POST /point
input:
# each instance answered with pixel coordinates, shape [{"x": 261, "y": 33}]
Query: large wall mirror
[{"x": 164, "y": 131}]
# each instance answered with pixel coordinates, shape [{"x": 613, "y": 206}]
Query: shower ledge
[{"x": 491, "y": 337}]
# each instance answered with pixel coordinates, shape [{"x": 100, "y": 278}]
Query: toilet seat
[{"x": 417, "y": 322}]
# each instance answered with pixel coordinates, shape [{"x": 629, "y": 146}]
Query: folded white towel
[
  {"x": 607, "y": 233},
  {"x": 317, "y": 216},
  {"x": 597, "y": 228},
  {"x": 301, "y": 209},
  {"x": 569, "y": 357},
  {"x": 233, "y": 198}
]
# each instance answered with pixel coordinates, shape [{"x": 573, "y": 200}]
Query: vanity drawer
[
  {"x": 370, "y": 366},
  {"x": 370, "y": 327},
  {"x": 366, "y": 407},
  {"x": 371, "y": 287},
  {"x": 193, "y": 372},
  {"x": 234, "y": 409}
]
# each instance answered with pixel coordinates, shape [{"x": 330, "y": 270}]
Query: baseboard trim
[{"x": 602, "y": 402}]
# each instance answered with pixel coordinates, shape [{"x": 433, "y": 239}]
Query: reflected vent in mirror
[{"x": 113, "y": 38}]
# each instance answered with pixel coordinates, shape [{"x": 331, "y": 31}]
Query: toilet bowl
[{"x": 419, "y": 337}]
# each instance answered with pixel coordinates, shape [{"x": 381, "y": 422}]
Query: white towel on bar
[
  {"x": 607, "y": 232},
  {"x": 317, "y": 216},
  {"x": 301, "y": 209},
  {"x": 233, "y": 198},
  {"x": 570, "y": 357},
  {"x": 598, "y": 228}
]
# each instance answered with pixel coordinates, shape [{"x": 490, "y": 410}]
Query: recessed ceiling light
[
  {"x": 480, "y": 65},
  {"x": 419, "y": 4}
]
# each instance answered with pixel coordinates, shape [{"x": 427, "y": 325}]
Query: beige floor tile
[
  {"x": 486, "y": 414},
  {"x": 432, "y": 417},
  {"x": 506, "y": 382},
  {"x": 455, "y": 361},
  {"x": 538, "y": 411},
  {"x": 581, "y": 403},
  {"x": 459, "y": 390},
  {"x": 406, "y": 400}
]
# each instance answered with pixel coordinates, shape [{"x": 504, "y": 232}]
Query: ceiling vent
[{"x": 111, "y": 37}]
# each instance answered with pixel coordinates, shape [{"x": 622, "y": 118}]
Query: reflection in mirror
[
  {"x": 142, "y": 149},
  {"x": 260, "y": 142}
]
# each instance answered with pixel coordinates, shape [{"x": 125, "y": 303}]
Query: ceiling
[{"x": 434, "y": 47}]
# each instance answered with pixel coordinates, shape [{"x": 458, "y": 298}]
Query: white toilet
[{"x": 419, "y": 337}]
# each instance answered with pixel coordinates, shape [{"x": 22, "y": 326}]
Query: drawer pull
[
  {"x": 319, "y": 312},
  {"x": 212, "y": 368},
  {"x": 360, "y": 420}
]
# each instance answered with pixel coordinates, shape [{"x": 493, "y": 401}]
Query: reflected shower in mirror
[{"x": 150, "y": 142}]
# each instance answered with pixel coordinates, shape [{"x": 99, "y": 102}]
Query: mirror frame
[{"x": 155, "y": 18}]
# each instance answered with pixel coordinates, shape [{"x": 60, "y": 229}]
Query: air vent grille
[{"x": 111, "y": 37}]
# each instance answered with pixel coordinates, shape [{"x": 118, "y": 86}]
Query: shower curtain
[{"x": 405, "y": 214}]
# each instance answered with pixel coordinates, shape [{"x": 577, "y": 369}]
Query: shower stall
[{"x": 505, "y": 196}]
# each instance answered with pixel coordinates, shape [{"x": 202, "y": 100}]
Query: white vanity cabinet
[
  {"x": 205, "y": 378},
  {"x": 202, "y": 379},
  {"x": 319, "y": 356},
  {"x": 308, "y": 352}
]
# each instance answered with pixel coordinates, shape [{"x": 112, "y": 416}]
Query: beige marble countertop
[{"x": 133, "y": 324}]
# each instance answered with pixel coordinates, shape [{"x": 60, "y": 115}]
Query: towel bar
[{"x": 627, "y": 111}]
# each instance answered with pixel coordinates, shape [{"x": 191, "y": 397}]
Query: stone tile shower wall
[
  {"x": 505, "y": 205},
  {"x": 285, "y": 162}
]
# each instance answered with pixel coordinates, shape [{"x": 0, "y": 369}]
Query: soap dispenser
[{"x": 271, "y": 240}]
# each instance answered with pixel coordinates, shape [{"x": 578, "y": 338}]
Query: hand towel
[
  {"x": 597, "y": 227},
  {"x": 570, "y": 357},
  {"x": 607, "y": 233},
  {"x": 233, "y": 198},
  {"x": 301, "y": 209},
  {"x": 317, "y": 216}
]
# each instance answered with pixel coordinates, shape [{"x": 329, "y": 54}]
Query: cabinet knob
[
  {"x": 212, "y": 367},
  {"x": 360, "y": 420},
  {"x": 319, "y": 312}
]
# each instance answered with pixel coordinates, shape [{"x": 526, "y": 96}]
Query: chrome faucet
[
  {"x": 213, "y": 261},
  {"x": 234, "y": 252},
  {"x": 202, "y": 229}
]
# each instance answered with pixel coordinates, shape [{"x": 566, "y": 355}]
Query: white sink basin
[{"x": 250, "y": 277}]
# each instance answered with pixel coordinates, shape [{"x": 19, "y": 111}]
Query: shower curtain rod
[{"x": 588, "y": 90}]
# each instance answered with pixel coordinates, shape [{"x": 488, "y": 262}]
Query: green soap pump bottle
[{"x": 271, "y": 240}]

** WHAT TO WORK ON **
Please count the lines in the material above that contain the string "curtain" and reply with only that number.

** RESULT OF THE EXERCISE **
2